◆ Challenge: Identify every one of the lines below that contains the string "flower" and copy each such line in full. Matching is case-sensitive.

################

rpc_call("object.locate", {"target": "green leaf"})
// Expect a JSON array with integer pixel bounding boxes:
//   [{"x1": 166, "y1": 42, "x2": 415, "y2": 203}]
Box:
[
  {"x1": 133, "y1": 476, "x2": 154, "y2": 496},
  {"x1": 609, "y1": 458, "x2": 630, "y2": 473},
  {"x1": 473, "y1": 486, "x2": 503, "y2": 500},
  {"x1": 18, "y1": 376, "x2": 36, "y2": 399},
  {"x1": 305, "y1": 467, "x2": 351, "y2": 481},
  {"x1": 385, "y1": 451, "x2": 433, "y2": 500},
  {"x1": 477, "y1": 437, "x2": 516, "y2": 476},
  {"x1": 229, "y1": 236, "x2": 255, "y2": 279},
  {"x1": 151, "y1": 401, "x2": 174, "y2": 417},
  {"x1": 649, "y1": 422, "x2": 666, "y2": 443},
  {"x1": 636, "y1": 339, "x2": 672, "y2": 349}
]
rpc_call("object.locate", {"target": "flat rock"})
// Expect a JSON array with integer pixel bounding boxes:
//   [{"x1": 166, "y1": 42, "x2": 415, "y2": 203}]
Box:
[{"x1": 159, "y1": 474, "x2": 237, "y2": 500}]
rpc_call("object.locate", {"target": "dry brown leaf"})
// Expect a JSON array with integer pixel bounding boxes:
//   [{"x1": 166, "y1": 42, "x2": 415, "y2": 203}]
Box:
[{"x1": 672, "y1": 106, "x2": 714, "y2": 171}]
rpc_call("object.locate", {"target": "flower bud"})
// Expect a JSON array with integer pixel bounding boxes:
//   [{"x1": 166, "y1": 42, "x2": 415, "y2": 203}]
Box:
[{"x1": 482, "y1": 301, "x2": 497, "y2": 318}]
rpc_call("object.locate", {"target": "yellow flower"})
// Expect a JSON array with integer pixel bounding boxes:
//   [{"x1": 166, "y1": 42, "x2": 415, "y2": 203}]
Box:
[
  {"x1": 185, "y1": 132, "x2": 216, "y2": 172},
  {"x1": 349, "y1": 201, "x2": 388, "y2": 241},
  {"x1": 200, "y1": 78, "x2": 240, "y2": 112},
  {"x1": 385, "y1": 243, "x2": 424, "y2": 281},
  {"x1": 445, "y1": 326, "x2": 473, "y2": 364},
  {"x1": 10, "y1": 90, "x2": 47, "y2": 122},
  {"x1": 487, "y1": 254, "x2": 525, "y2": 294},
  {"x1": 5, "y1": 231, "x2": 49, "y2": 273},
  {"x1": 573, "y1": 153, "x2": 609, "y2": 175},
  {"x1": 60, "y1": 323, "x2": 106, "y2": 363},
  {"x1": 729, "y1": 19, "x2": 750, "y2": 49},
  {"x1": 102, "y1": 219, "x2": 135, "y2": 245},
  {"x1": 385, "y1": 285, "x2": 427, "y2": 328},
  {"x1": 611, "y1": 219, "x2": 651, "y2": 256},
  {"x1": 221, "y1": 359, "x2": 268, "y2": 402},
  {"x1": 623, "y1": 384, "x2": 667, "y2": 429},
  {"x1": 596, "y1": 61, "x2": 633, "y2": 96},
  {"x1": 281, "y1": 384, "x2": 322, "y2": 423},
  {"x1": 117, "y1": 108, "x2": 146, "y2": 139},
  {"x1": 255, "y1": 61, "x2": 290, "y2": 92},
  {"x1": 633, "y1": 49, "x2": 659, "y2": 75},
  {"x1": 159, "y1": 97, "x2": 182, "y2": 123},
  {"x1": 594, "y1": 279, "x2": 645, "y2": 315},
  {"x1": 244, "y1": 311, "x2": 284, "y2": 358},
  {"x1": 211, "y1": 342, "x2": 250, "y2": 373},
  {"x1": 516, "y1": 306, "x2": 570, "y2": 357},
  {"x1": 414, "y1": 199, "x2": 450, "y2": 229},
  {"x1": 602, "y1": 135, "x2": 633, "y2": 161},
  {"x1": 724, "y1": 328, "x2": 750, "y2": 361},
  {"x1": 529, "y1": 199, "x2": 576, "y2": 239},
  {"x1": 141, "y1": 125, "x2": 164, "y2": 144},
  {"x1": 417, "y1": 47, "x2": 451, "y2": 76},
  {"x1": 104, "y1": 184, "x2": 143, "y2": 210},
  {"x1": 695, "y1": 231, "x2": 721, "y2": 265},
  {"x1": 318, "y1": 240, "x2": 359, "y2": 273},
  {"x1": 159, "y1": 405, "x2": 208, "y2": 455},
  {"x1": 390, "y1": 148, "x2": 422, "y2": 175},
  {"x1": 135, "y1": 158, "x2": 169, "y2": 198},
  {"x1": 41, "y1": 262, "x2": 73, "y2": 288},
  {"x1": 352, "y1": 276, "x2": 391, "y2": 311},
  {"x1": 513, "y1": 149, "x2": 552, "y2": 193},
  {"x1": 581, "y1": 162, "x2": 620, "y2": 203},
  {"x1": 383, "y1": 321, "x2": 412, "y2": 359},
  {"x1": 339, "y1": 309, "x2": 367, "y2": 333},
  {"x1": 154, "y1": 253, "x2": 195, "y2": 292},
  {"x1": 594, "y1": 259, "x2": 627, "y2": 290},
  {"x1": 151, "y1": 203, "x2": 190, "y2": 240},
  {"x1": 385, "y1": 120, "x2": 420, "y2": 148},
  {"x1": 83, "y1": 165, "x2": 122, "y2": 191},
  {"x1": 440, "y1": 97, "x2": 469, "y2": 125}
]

################

◆ Solution to the exercise:
rpc_call("object.locate", {"target": "flower bud"})
rpc_call("object.locate", {"target": "yellow flower"})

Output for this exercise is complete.